These three graphs are the three typical patterns for how you see chance of success increase by skill. A linear dice roll gives a linear increasing probability, bell curve gives an S-type shape, and a dice pool has the top half of the S-shape (or inverse logarithmic type shape).

Note that these are not probability distributions, but the probability of success under different circumstances.

Success probability distributions

For any given test, the test is a certain difficulty, and the character has a particular skill level, and we can determine the chance of success or failure outcome.

We can graph the probability distribution of outcome results, as well as calculate the average and standard deviation, for each of the different dice systems.

  • Linear: Call of Cthulhu, skill 52% hard test (half skill).
  • Bell curve: Dragon Age, ability + focus 2 vs hard test (target number 15).
  • Dice pool: Shadowrun, attribute + skill 8d6 vs hard test (threshold 4).

These can be generated in AnyDice, including the statistical values, using the following:

output d100 <= 52/2 named "Linear success distribution" 
output 3d6 + 2 >= 15 named "Bell curve success distribution"
output [count {5,6} in 8d6] >= 4 named "Dice pool success distribution"

The distribution of the results is binomial, and in equivalent circumstances has the same distribution, irrespective of the distribution of the underlying dice roll system.

DATA LISTING ▸

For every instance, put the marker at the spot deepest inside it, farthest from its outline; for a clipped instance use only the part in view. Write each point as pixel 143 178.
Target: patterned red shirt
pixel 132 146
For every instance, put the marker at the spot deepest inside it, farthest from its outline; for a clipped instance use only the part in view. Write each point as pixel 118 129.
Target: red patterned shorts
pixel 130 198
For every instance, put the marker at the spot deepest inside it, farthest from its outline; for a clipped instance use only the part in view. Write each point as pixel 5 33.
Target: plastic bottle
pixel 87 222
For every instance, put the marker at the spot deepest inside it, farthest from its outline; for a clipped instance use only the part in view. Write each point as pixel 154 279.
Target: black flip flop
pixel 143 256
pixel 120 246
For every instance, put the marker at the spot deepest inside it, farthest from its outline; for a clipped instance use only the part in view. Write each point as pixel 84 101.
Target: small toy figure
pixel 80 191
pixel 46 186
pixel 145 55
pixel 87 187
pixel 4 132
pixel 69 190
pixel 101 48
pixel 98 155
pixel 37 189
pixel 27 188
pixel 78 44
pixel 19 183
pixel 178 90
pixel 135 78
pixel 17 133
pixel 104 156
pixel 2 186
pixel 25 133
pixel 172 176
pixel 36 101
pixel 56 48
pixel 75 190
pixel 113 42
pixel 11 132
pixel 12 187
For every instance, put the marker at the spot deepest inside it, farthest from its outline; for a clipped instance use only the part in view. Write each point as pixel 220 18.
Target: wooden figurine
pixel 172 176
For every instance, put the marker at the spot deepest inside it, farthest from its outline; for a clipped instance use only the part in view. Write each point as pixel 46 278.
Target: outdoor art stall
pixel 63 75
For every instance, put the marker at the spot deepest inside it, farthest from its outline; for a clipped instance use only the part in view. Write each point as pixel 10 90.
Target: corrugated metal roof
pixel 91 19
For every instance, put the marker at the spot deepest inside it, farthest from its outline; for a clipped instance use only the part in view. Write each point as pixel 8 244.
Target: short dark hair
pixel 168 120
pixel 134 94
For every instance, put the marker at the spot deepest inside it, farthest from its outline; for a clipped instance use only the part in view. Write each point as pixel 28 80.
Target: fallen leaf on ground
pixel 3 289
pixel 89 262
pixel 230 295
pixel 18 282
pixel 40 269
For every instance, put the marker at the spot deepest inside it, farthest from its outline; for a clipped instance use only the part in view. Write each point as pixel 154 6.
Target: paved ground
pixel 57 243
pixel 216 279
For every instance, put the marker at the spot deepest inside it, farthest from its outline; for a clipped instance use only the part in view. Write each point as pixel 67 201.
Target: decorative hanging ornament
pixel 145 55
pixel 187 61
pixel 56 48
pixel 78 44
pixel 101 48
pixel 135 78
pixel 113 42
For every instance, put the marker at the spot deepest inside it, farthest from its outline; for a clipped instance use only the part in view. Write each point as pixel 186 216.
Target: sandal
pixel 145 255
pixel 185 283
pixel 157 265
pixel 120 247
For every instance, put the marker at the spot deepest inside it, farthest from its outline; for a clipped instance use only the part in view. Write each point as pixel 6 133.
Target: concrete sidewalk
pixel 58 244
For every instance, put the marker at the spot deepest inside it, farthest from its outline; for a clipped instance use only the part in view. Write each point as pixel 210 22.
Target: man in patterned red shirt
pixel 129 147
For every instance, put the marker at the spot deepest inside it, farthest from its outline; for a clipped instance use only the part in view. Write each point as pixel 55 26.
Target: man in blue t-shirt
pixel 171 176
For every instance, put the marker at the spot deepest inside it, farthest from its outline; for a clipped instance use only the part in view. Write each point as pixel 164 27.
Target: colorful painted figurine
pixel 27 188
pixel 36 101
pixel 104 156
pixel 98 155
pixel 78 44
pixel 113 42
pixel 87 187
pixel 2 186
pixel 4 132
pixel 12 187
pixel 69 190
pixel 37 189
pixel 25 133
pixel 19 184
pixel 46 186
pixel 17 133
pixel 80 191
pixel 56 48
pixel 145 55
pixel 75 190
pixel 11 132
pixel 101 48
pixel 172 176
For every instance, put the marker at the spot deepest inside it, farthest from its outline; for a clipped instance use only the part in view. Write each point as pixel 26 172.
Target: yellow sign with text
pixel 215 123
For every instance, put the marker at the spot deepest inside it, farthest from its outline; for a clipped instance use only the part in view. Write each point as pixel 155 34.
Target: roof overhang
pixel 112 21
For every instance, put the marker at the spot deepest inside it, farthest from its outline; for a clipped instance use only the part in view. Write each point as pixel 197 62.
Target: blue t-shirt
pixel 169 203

WRITTEN INSTRUCTION ▸
Please write out the dice probability text again, starting with "We can graph" and going on through "test (threshold 4).", renaming "hard test" to "tough test" everywhere it appears in that stretch.

EXERCISE SOLUTION ▸
We can graph the probability distribution of outcome results, as well as calculate the average and standard deviation, for each of the different dice systems.

  • Linear: Call of Cthulhu, skill 52% tough test (half skill).
  • Bell curve: Dragon Age, ability + focus 2 vs tough test (target number 15).
  • Dice pool: Shadowrun, attribute + skill 8d6 vs tough test (threshold 4).